Task |
Each entry below needs to be reproduced exactly as given.

Dataset |
[Start of section]

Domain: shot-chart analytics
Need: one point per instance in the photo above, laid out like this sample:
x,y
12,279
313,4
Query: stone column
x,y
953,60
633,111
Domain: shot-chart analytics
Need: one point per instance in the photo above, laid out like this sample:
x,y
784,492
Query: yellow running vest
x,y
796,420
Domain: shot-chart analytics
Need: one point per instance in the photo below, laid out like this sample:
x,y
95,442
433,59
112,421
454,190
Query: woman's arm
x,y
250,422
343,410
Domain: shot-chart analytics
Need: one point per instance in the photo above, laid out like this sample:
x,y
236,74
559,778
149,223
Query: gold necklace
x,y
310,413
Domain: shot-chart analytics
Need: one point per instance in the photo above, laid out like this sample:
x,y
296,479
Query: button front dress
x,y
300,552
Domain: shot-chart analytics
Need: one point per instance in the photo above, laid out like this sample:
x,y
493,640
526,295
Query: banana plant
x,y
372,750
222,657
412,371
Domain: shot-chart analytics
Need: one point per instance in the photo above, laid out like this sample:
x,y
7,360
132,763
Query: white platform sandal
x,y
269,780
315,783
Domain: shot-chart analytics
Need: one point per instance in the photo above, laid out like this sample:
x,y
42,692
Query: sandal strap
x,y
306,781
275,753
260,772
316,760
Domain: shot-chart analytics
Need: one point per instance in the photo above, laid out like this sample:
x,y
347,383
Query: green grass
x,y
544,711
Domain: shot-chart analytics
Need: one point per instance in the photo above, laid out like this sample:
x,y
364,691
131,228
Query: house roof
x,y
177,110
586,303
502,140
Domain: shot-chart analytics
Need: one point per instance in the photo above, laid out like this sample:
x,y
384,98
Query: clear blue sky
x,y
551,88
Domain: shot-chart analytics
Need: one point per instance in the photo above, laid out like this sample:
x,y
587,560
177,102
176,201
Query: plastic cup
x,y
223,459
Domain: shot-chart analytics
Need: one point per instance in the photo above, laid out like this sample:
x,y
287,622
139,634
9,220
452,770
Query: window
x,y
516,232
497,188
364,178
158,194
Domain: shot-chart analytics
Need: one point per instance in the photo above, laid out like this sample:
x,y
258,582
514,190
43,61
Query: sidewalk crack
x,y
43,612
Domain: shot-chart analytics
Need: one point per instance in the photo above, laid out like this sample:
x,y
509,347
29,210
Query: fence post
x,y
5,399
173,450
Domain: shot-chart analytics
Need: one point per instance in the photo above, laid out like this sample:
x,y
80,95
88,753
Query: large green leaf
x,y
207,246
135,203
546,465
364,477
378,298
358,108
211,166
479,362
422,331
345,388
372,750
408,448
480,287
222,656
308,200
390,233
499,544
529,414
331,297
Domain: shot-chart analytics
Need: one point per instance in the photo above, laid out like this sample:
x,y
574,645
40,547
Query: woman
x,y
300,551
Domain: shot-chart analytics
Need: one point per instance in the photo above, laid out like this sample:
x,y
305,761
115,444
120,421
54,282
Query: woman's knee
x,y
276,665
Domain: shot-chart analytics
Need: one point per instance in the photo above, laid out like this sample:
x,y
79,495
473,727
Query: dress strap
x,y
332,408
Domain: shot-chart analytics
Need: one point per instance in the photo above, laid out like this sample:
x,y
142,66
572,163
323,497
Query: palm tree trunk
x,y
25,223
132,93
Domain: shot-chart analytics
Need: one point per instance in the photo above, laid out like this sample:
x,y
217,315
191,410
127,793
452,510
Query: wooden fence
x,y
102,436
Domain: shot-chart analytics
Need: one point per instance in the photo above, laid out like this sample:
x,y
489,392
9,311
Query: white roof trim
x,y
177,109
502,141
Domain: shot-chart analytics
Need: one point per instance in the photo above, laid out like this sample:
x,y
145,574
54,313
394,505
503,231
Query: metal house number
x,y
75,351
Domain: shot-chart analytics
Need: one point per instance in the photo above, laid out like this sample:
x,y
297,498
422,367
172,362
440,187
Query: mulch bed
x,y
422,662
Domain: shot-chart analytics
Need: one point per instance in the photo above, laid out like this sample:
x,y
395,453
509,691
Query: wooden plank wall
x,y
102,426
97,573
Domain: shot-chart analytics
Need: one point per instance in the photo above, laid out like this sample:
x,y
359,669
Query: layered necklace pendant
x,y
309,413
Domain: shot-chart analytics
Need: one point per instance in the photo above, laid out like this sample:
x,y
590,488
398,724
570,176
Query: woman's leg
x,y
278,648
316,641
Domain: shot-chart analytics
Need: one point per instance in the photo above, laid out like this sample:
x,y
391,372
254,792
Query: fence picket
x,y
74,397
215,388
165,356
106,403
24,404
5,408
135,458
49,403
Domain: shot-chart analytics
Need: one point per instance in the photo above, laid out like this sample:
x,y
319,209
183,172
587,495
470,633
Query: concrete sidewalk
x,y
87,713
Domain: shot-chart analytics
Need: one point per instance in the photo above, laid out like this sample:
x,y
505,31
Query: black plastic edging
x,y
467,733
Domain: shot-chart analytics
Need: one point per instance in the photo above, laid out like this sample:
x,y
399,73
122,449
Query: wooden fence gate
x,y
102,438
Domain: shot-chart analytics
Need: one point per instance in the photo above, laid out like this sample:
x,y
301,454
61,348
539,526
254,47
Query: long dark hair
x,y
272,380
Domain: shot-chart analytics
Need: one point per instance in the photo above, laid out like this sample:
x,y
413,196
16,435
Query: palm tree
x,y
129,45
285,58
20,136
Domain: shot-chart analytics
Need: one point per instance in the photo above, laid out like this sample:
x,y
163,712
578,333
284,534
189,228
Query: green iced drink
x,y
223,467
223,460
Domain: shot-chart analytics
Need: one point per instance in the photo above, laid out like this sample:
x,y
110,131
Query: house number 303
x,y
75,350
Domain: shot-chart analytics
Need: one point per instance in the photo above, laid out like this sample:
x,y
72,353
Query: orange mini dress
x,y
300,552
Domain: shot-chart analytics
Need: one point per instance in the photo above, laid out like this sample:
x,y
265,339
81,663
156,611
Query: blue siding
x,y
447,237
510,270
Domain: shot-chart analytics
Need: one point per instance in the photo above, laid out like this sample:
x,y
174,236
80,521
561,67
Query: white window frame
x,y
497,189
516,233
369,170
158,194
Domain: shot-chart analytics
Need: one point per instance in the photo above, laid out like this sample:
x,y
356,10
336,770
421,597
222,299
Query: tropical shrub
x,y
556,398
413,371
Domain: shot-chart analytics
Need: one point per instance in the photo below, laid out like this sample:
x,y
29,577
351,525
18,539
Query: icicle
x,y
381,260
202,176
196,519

[End of section]

Output for this task |
Domain: shot-chart analytics
Need: one point per instance in the photo above, laid out like this sample:
x,y
12,279
313,4
Query: stone column
x,y
953,60
633,111
Domain: shot-chart analytics
Need: one point per instance in the photo above, laid out like this sample:
x,y
784,492
Query: yellow running vest
x,y
796,420
Domain: shot-chart analytics
Need: one point per instance in the photo below, laid out like this sample:
x,y
95,442
433,59
112,421
454,190
Query: woman's arm
x,y
250,422
343,410
Domain: shot-chart analytics
Need: one point per instance in the photo above, laid out like this sample:
x,y
236,74
559,778
149,223
Query: gold necklace
x,y
310,413
Domain: shot-chart analytics
Need: one point per instance in the photo above, laid out like this sample:
x,y
296,479
Query: button front dress
x,y
300,552
Domain: shot-chart analytics
Need: one point per instance in the photo above, laid out like this sample:
x,y
493,640
526,295
Query: banana plant
x,y
372,750
222,657
412,371
Domain: shot-chart analytics
Need: one point per instance in the photo above, laid out like this sample:
x,y
7,360
132,763
Query: white platform sandal
x,y
269,780
315,783
Domain: shot-chart analytics
Need: one point per instance in the photo above, laid out like this sample:
x,y
42,692
Query: sandal strap
x,y
306,781
275,753
260,772
316,760
Domain: shot-chart analytics
Need: one point per instance in the photo above, laid out like this sample:
x,y
347,383
Query: green grass
x,y
544,711
Domain: shot-chart analytics
Need: one point per instance in the photo above, laid out like this sample:
x,y
364,691
131,228
Query: house roof
x,y
177,110
586,303
502,140
Domain: shot-chart analytics
Need: one point per instance in the photo above, laid out like this sample:
x,y
384,98
Query: clear blue sky
x,y
551,88
Domain: shot-chart analytics
Need: one point per instance in the photo above, laid out like this sample:
x,y
587,560
177,102
176,201
Query: plastic cup
x,y
223,459
Domain: shot-chart analytics
Need: one point per instance in the photo above, laid out like this sample:
x,y
287,622
139,634
9,220
452,770
Query: window
x,y
516,232
497,188
364,178
158,194
Domain: shot-chart analytics
Need: one point per instance in the photo above, laid out like this sample:
x,y
258,582
514,190
43,61
Query: sidewalk crack
x,y
43,612
Domain: shot-chart analytics
Need: one point per instance in the photo above, laid out like this sample:
x,y
509,347
29,210
Query: fence post
x,y
5,399
173,450
Domain: shot-chart analytics
Need: one point per instance in the photo above, laid out like this sample:
x,y
80,95
88,753
Query: large green leaf
x,y
207,246
135,203
546,465
364,477
378,298
358,108
211,166
479,362
422,331
345,388
372,750
408,448
480,287
222,656
308,200
390,233
499,544
529,414
331,297
Domain: shot-chart analytics
Need: one point per instance in the photo above, laid out like this sample:
x,y
574,645
40,547
Query: woman
x,y
300,551
Domain: shot-chart analytics
Need: one point per instance in the photo above, laid out like this sample:
x,y
305,761
115,444
120,421
54,282
Query: woman's knee
x,y
276,665
Domain: shot-chart analytics
Need: one point per instance in the photo above, laid out like this sample:
x,y
79,495
473,727
Query: dress strap
x,y
332,408
Domain: shot-chart analytics
Need: one point per instance in the photo above, laid out like this sample:
x,y
142,66
572,163
323,497
Query: palm tree trunk
x,y
25,223
132,93
Domain: shot-chart analytics
Need: one point per instance in the photo above, laid out like this sample:
x,y
217,315
191,410
127,793
452,510
Query: wooden fence
x,y
102,436
Domain: shot-chart analytics
Need: one point per instance in the photo above, laid out like this sample:
x,y
489,392
9,311
Query: white roof trim
x,y
177,109
502,141
Domain: shot-chart analytics
Need: one point per instance in the photo above, laid out like this sample:
x,y
145,574
54,313
394,505
503,231
Query: metal house number
x,y
75,351
Domain: shot-chart analytics
Need: one point per instance in the photo above, laid out like this sample:
x,y
297,498
422,367
172,362
440,187
Query: mulch bed
x,y
422,662
Domain: shot-chart analytics
Need: one point per instance in the photo above, laid out like this sample:
x,y
395,453
509,691
Query: wooden plank wall
x,y
102,426
97,573
Domain: shot-chart analytics
Need: one point per instance in the photo above, laid out like this sample:
x,y
359,669
Query: layered necklace pendant
x,y
309,413
Domain: shot-chart analytics
Need: one point per instance in the photo above, laid out like this sample:
x,y
590,488
398,724
570,176
Query: woman's leg
x,y
278,648
316,641
Domain: shot-chart analytics
Need: one point per instance in the photo above, laid out like this sample:
x,y
391,372
254,792
Query: fence picket
x,y
74,397
215,388
165,356
106,403
24,404
5,408
135,458
49,403
Domain: shot-chart analytics
Need: one point per instance in the photo above, laid out like this sample:
x,y
319,209
183,172
587,495
470,633
Query: concrete sidewalk
x,y
87,713
Domain: shot-chart analytics
Need: one point per instance in the photo above, laid out like this sample:
x,y
505,31
Query: black plastic edging
x,y
467,733
Domain: shot-chart analytics
Need: one point per instance in the photo above, laid out like this sample:
x,y
399,73
122,449
Query: wooden fence gate
x,y
102,438
Domain: shot-chart analytics
Need: one point per instance in the photo above, laid out like this sample:
x,y
301,454
61,348
539,526
254,47
Query: long dark hair
x,y
272,380
Domain: shot-chart analytics
Need: one point per instance in the photo above, laid out like this sample:
x,y
413,196
16,435
Query: palm tree
x,y
129,45
285,58
20,136
Domain: shot-chart analytics
Need: one point per instance in the photo above, laid out like this sample:
x,y
163,712
578,333
284,534
189,228
Query: green iced drink
x,y
223,467
223,460
Domain: shot-chart analytics
Need: one point per instance in the photo above, laid out like this sample:
x,y
110,131
Query: house number 303
x,y
75,350
Domain: shot-chart analytics
Need: one point per instance in the photo above, laid out like this sample:
x,y
72,353
Query: orange mini dress
x,y
300,552
Domain: shot-chart analytics
Need: one point per instance in the photo above, laid out like this sample:
x,y
265,339
81,663
156,611
Query: blue siding
x,y
447,237
510,270
Domain: shot-chart analytics
Need: one point per instance in the photo above, laid out like this sample:
x,y
174,236
80,521
561,67
Query: white window frame
x,y
497,189
516,233
369,170
158,194
Domain: shot-chart analytics
Need: one point per instance in the photo above, laid out like this sample:
x,y
356,10
336,770
421,597
222,299
Query: tropical shrub
x,y
556,398
413,371
Domain: shot-chart analytics
Need: one point per instance in the photo below, laid out like this sample:
x,y
29,577
351,525
18,539
Query: icicle
x,y
381,260
202,176
196,519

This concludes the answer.